** Opening Records to process block **

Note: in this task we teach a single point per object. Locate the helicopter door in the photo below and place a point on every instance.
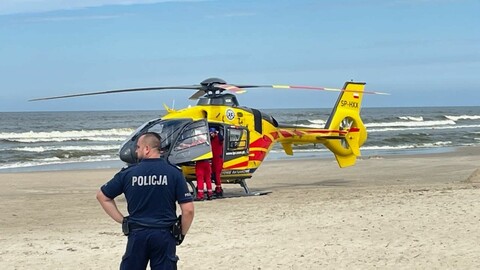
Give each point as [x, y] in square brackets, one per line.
[236, 147]
[192, 144]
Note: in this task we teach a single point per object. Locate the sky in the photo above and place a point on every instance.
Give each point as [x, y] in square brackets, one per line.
[422, 52]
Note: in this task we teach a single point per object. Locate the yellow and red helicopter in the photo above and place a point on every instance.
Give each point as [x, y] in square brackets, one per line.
[249, 134]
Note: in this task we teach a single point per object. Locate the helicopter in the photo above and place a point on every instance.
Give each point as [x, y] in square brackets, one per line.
[249, 134]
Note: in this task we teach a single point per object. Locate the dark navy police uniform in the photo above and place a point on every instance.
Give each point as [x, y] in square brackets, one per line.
[151, 189]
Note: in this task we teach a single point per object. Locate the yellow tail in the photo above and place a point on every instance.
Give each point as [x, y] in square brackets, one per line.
[346, 116]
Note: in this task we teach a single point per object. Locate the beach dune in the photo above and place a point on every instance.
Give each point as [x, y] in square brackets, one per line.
[419, 211]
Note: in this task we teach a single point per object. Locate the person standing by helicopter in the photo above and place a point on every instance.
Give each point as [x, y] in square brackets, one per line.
[216, 139]
[203, 172]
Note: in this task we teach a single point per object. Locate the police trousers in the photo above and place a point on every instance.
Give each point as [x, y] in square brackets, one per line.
[154, 245]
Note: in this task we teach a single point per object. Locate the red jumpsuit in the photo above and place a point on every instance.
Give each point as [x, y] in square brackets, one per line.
[217, 160]
[203, 173]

** Closing Records to process block **

→ Problem to solve
From the first line to the last, write out the data exactly, dropping any pictures.

→ Written answer
Note: in this task we teach a single point per object. Locate the helicopter door in the photo below and place a point on every instance.
Give each point as [x, y] in square brackets, one per line.
[236, 147]
[192, 144]
Note: in this task we teach a single point per object. Locate the sky in the photo above and place a point on every instance.
Give each point as [x, y] in square brackets, one per line.
[422, 52]
Note: in this task we teach a single point per object. Locate the yellow and red helicopter in the photo above and place a point on every instance.
Give each point as [x, y] in square brackets, one per line.
[249, 134]
Note: in this task we teach a single point per object. Locate the helicopter in the photo above and place a point on every instance.
Give each point as [x, y] in square brackets, one per line.
[249, 134]
Note: in this task we teach a single point per object. Locate the dark navy police uniform in the photo above and place a point on every instance.
Give each point as [x, y] in square brackets, one per line.
[151, 189]
Note: in this task we teach a single point per object. Locate the yellow tail in the photo above and place a point on every instance.
Give each point as [x, y] in square brackets, one per line.
[346, 116]
Note: in this task we teach a single point per object. Locate the beach dune in the photo above and place a point on every instance.
Give each point as [x, y] in square brackets, one per line.
[419, 211]
Note: in this task we teach a single point per object. Locate the person standing by helicopter in the photo above and place a point on every instance.
Give each point as [x, y] in square brackets, one per line.
[216, 139]
[203, 172]
Note: in this task we teach a single point per object. Locate the police trousers in the photo above and place a point on every instance.
Give each point as [x, y] in square brackets, one per line.
[154, 245]
Note: in this task we teach a single point per object. Locate the red jumpsuit in the photo above and place a point on every instance.
Give each point as [x, y] in square brackets, one per line.
[217, 160]
[203, 173]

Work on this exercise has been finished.